[Image-grounded pointing data]

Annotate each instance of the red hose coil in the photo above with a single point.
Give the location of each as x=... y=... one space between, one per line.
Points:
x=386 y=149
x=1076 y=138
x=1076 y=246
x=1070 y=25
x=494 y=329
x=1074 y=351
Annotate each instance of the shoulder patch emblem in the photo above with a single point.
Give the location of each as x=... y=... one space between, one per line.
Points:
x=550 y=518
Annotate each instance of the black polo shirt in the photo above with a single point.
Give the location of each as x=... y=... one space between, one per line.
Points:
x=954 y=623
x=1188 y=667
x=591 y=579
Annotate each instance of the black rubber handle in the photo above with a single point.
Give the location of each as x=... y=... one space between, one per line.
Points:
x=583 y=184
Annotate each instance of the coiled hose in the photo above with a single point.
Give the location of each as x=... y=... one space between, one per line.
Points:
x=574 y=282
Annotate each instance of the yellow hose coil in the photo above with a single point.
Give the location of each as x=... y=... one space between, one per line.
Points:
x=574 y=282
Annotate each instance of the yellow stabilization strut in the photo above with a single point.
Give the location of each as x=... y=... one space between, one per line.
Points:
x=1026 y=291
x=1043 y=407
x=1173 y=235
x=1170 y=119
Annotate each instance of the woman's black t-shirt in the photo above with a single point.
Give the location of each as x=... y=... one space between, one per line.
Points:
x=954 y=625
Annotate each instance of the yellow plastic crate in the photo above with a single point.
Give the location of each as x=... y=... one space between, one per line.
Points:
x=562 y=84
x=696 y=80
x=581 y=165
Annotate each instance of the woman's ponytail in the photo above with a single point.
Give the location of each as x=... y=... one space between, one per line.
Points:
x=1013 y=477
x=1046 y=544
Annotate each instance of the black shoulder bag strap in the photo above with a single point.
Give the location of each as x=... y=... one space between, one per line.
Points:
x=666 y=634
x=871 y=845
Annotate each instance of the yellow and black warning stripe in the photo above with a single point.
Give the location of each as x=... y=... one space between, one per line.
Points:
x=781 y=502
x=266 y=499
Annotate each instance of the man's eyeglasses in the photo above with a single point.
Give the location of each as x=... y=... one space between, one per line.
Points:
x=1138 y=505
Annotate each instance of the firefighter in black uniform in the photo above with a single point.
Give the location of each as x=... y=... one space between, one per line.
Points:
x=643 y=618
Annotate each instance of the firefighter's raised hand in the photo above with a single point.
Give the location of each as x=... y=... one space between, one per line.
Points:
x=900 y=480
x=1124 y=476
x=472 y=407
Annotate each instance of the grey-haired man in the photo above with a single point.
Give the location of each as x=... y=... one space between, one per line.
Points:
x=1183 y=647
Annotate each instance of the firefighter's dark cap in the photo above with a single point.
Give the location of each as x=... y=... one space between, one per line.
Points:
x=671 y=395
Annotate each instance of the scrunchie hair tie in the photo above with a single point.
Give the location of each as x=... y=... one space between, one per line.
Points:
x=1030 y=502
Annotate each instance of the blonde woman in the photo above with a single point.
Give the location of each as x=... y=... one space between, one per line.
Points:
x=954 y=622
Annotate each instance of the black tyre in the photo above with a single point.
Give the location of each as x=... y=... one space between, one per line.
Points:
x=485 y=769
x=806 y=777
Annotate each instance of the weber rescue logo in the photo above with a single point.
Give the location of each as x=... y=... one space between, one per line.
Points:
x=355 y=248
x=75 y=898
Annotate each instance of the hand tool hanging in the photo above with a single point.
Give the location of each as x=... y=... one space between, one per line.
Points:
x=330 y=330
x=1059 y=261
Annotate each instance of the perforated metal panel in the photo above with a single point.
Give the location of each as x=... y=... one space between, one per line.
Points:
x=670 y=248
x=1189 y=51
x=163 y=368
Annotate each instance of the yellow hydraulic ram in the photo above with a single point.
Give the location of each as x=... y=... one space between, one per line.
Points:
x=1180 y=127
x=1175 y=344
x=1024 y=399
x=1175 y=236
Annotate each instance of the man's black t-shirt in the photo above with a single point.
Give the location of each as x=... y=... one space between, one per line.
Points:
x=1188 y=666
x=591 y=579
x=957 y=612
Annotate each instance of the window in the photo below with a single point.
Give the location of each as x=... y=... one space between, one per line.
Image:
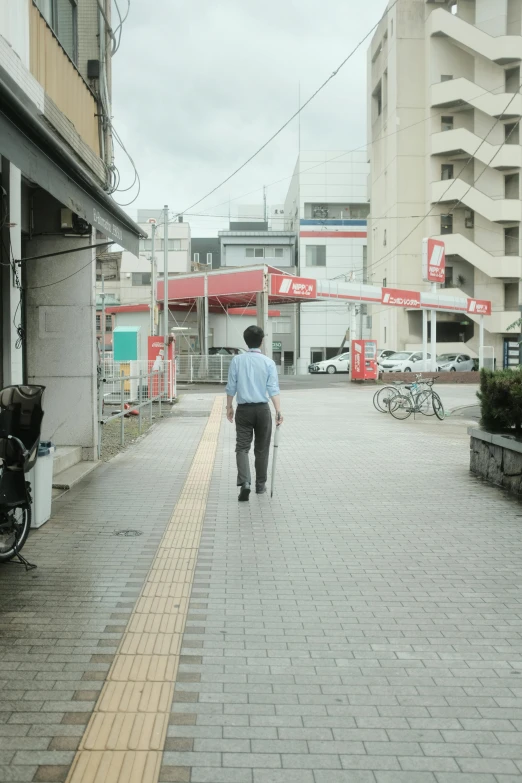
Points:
x=513 y=79
x=511 y=241
x=316 y=255
x=511 y=186
x=281 y=325
x=511 y=133
x=60 y=15
x=141 y=278
x=446 y=224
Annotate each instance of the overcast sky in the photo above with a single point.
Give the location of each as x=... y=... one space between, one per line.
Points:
x=199 y=85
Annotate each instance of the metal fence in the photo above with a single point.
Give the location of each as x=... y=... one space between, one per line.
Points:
x=193 y=368
x=151 y=387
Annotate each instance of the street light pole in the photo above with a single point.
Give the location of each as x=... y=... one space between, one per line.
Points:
x=166 y=279
x=153 y=281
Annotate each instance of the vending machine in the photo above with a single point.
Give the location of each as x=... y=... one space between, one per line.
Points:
x=363 y=362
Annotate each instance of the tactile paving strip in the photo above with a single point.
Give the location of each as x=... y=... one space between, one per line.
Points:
x=125 y=737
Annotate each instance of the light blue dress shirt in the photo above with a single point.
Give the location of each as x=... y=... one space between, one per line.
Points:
x=253 y=377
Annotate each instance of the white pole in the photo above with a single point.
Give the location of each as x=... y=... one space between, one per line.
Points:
x=166 y=281
x=425 y=338
x=153 y=283
x=481 y=342
x=433 y=333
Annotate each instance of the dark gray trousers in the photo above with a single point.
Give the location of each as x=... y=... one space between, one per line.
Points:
x=253 y=420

- Your task: Drop the images, then copy the data exactly.

- Exercise answer:
Annotate each instance of the red hose coil in the photo above with a single point.
Give the location of each as x=... y=... one space between, one per line.
Points:
x=386 y=149
x=1076 y=138
x=1076 y=246
x=1070 y=25
x=494 y=329
x=1074 y=351
Annotate each instance of the shoulder patch emblem in the photo above with a single point.
Give the location of each as x=... y=... one space between, one per line.
Points:
x=550 y=518
Annotate each instance of the black polo shirt in the photo above with a single point.
Give the location of each as x=... y=... one space between, one per line.
Points:
x=954 y=623
x=1188 y=667
x=591 y=579
Annotate each instance of the black rubber handle in the photo above with a single point.
Give the location of each as x=... y=... one space between, one per line.
Points:
x=583 y=184
Annotate each instance of the coiled hose in the photo above with a single point.
Give the location of each as x=... y=... one space between, one per line.
Points:
x=574 y=282
Annotate each instance of the yellow hose coil in the photo above with a single point.
Give the location of each as x=... y=... one space between, one per line.
Points:
x=574 y=282
Annotate each instance of the yellow stabilization strut in the photo above with a single point.
Give the location of each as x=... y=... one space between, one per line.
Points:
x=1026 y=291
x=1043 y=407
x=1173 y=235
x=1170 y=119
Annotate each instance of the woman's black t-shirt in the photo above with a single point.
Give the location of each as x=... y=... one space between, one per line.
Points:
x=954 y=625
Annotate each instance of the yellow plastic crate in the photo above with a single point.
Give the location of each as x=... y=... one space between, one per line.
Points:
x=562 y=84
x=696 y=80
x=581 y=165
Annotate each instance of the woman's ponytail in the photo above with a single point.
Give the location of each as x=... y=... one space between, one per line.
Points:
x=1013 y=477
x=1046 y=544
Annotate each instance of the black shoulder bag strap in the photo above with a single point.
Give the location of each as x=... y=... one space between, one per line.
Points:
x=666 y=634
x=871 y=845
Annotate each instance of the yellow and black warning stripe in the photo above with a single point.
Give the location of each as x=... y=... one space between, one per line.
Points:
x=781 y=502
x=266 y=499
Annotate each instance of the man's eyeglasses in the photo above with a single point.
Give the location of each as x=... y=... one space between, one per line.
Points:
x=1138 y=505
Annotate each instance of the firefighter in black uniform in the photo above with a single point.
Give the location of each as x=... y=... one space between, one per line.
Points:
x=643 y=618
Annotate each instance of the firefighter's raised hand in the photo above with a single point.
Give the location of each as x=... y=... one space between, one per line.
Points:
x=900 y=480
x=1124 y=476
x=472 y=407
Annotate each instance of the grey-haired man in the photo above with a single point.
Give the location of each as x=... y=... one space between, one per line.
Points:
x=1183 y=647
Annotate each instance of the firefighter's dark cap in the photo above with a single point.
Give the location of each as x=... y=... one space between, one per line.
Points:
x=671 y=395
Annotate each instance of the scrunchie hair tie in the photo above with a single point.
Give the location of each as x=... y=... one space between, one per line.
Points:
x=1030 y=502
Annotate each instance of the blonde woman in the photo above with a single point.
Give the location of each as x=... y=... one space between, one per line.
Points:
x=954 y=622
Annotate each instance of the black tyre in the photo above with a single point.
Give the location of each as x=... y=... one space between, one per line.
Points:
x=485 y=769
x=806 y=777
Annotate each instance of the weber rescue logo in the photo above with a single point.
Give the location of each as x=... y=... one space between, one per line.
Points:
x=355 y=248
x=75 y=898
Annotate each instance of the hand tool hanging in the photo above with a single point.
Give the location of each as x=... y=... one space between, one per line.
Points:
x=330 y=330
x=1059 y=261
Annotate each instance of the perforated metal panel in the photo above with a single point.
Give the location of each as x=... y=... one space between, one per line.
Points:
x=670 y=248
x=1189 y=51
x=163 y=368
Annotate each instance of the yellow hydraulic ram in the photo above with a single point.
Give the location of each as x=... y=... one space between, one per line.
Points:
x=1180 y=127
x=1175 y=344
x=1024 y=399
x=1175 y=236
Annotate each instance of the man's black t-shirt in the photo above with a single point.
Give the location of each as x=... y=... one space between, one per line.
Points:
x=1188 y=666
x=591 y=579
x=957 y=612
Annotate each instance of the window in the photo below with a single point.
Give the location of each as x=... y=... one space between, one per line.
Image:
Points:
x=513 y=79
x=511 y=241
x=316 y=255
x=511 y=186
x=281 y=325
x=511 y=133
x=60 y=15
x=141 y=278
x=446 y=224
Annotate each instance of the overcast sky in the photo above with a single point.
Give the location of each as x=... y=... one space between, one per line.
Points:
x=199 y=85
Annotate each instance of the metal fence in the photo above with a single point.
Give the location of each as x=... y=... one space between, one per line.
Points:
x=193 y=368
x=151 y=387
Annotate each instance of the street light pole in the photo above with a single point.
Give the location of each as x=... y=... one space between, one per line.
Points:
x=166 y=279
x=153 y=281
Annotate each instance of the vending machine in the photo above with a single point.
Give the location of each as x=... y=... one space between, one per line.
Points:
x=363 y=362
Annotate each instance of the tactile paving strip in the photo above with a single point.
Give the location of each as x=... y=... one space between, one per line.
Points:
x=125 y=737
Annotate each instance of the light blue dress shirt in the photo above with a single point.
Give the location of each as x=... y=... one space between, one per line.
Points:
x=253 y=377
Annotate each instance of the white pole in the photo above with a single point.
Give the location of each as x=... y=... one space between, one per line.
Points:
x=166 y=281
x=425 y=338
x=153 y=283
x=481 y=342
x=433 y=333
Annotate each instance of the dark gray trousers in the photo above with a single point.
Give the location of each as x=... y=... one space between, one per line.
Points:
x=253 y=420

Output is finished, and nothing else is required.